→ **STATED EXERCISE**
Copy each of the entries below word for word, one line at a time, without changing anything.

→ **GIVEN INFORMATION**
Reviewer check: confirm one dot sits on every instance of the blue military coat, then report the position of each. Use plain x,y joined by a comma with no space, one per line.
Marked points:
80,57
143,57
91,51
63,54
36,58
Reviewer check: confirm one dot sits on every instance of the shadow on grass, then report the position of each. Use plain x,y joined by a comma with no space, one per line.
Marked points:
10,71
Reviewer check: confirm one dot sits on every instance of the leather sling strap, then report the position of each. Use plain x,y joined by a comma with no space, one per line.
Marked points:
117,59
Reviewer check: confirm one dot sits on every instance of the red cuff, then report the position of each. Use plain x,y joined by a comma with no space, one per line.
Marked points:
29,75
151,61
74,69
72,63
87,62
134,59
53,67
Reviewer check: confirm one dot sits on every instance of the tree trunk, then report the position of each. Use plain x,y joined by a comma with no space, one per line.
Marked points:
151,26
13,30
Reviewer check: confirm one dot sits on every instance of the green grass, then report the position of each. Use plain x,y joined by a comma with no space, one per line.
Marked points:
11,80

→ **TASK RESULT**
Reviewer check: confirm one dot sits on every instance of the blue military coat, then report the position of each. Use plain x,y joined by a comma with no space, one per line.
Marked points:
80,57
143,57
91,51
63,54
36,58
Reviewer check: confirm one dot sits on every instance of the shadow on grass, then report the position of each. Use plain x,y joined by a comma with no space, one per line.
Marked points:
10,71
Reviewer check: confirm one dot sits on every instance of the leather sling strap, then report the position of each. Use plain x,y joined by a comma with no space, one per line.
Marked points:
117,59
Reviewer check: confirm one dot sits on every instance of the red cuff, then report the position of each. Use plain x,y joined by a comma with no space, one per line.
Marked points:
29,75
151,61
74,69
72,63
87,62
134,59
53,67
Reviewer check: confirm one dot sits on every instance of the tree trunk, then report the position of each. Use plain x,y joined by a comma with no space, one per line.
Marked points:
151,26
13,30
Reviewer check: confirm one dot sits on every instance of the green grass, then report the position of each. Use plain x,y joined by a comma with no space, one per line.
Marked points:
11,80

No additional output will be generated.